Work to be completed: If a line in the data has the string "below", please show it.

Records for the task:
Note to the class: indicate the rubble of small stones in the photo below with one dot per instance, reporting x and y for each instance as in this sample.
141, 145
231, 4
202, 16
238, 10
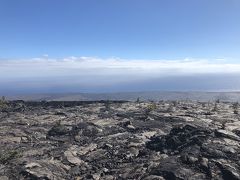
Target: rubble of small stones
119, 140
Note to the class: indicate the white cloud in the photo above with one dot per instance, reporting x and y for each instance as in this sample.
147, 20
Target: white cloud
89, 66
114, 74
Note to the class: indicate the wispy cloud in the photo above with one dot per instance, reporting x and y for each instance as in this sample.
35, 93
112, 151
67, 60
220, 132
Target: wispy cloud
77, 66
114, 74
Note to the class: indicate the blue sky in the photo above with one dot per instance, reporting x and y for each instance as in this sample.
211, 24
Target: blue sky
122, 45
130, 29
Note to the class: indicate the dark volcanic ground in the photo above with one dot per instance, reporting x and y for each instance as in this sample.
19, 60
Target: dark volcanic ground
119, 140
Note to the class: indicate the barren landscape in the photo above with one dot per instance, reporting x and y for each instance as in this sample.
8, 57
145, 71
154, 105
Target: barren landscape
119, 140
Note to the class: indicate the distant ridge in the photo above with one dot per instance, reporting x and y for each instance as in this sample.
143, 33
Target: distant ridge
132, 96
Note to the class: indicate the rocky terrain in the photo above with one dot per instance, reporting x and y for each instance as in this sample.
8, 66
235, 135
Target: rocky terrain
119, 140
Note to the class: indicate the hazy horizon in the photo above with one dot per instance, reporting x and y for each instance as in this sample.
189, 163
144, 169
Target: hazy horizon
93, 47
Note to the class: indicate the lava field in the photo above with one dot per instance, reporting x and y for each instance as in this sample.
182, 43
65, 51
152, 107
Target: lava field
119, 140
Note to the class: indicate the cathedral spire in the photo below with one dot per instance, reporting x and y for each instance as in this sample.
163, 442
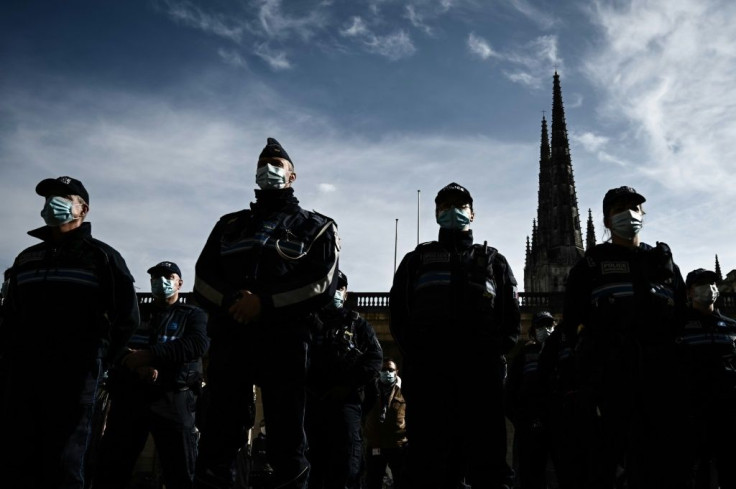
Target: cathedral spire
590, 232
557, 242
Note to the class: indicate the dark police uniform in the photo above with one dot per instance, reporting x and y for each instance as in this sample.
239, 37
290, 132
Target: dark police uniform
176, 335
709, 344
529, 411
289, 258
345, 355
454, 314
623, 310
71, 308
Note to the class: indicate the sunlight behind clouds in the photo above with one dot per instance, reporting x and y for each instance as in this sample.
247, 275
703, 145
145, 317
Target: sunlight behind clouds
669, 69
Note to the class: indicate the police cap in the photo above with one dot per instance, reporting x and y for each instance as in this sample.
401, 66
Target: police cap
274, 150
62, 186
165, 266
619, 193
454, 190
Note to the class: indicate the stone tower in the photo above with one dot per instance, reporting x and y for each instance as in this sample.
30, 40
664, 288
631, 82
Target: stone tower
556, 243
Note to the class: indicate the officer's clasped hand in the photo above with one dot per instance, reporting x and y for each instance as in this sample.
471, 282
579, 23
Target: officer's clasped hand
247, 308
137, 358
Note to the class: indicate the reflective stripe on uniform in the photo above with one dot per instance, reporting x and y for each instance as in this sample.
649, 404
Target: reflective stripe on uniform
619, 289
306, 292
69, 275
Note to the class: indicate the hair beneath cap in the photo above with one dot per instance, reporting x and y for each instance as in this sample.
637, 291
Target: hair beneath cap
274, 150
342, 280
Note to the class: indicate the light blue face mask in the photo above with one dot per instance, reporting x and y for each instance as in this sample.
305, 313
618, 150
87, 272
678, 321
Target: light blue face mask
163, 287
271, 177
626, 224
338, 300
57, 211
453, 218
388, 377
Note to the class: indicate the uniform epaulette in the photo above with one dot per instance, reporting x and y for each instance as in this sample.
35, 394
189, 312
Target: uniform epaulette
228, 218
326, 218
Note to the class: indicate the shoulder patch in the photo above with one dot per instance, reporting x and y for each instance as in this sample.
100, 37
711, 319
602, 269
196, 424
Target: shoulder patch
614, 267
435, 257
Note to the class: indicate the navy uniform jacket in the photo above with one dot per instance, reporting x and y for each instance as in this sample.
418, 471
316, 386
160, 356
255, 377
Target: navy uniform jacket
70, 301
526, 394
449, 295
709, 344
177, 336
615, 293
284, 254
344, 351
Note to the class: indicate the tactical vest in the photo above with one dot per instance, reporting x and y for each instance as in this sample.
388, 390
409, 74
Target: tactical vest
632, 294
453, 288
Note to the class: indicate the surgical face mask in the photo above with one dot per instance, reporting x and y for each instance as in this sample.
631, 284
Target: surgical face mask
338, 300
163, 287
626, 224
453, 218
705, 294
58, 211
541, 334
388, 377
271, 177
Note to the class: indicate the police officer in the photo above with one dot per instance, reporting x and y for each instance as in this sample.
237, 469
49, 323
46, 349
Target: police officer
345, 356
261, 275
529, 405
71, 308
154, 388
455, 314
622, 309
709, 340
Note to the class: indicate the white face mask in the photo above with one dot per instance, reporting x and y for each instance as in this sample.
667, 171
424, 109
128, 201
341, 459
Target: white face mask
58, 211
271, 177
541, 334
705, 294
626, 224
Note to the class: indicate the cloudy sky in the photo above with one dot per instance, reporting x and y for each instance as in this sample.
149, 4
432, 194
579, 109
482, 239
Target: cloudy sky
161, 108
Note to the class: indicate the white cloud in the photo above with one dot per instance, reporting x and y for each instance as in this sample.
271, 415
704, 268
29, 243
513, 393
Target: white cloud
232, 57
184, 168
668, 70
277, 60
480, 47
589, 141
541, 18
393, 46
528, 64
278, 25
356, 28
417, 20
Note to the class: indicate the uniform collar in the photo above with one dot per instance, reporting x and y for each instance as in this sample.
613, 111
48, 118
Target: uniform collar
270, 200
45, 233
456, 239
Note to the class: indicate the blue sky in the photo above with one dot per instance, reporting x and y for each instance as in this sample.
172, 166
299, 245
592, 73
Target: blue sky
161, 107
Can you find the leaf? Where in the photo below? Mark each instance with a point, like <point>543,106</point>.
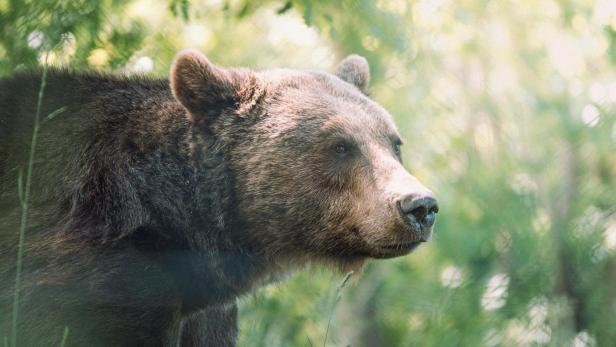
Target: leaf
<point>285,8</point>
<point>244,10</point>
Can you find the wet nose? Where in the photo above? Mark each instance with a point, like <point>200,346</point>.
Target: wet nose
<point>419,210</point>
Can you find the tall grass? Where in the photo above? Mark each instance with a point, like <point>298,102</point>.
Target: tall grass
<point>24,201</point>
<point>337,297</point>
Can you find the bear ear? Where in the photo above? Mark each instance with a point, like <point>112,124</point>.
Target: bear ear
<point>205,89</point>
<point>354,69</point>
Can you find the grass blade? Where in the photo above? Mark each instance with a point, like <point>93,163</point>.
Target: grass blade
<point>25,206</point>
<point>64,336</point>
<point>337,297</point>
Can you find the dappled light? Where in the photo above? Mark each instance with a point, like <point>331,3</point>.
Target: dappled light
<point>507,110</point>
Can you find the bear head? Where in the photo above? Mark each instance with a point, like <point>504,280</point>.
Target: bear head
<point>316,164</point>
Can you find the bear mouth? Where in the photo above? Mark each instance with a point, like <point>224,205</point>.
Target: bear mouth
<point>398,249</point>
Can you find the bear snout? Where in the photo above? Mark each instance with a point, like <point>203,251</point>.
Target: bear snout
<point>419,211</point>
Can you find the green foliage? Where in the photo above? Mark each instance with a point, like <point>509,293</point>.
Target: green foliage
<point>508,111</point>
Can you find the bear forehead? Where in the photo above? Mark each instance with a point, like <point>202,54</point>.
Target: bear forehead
<point>324,103</point>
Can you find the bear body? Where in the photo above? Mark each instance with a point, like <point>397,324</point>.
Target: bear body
<point>154,205</point>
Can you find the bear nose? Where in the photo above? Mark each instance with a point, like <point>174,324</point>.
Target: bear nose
<point>419,211</point>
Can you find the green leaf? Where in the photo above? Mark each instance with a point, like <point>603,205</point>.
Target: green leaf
<point>285,8</point>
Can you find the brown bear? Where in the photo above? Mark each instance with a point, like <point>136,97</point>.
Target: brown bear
<point>154,205</point>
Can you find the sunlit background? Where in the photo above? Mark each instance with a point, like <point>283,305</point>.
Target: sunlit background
<point>508,113</point>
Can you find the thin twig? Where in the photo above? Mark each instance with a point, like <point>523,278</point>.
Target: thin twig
<point>24,199</point>
<point>64,336</point>
<point>336,300</point>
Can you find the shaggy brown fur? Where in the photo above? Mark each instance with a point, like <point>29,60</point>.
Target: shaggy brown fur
<point>155,205</point>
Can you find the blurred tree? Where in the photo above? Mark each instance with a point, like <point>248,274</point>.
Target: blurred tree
<point>508,110</point>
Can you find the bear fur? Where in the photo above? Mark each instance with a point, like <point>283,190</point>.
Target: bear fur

Solution to this problem:
Note to the class: indicate the rubble of small stones in the photo below with one dot per instance, reporting x and y for each instance as in this sample.
Note to the class: indicate the cathedral spire in the photo below with one dot per instance, reporting x and y for each instance as in this sample.
Can you find the leaf? Where in the photo below? Mark each instance with a point, like <point>543,106</point>.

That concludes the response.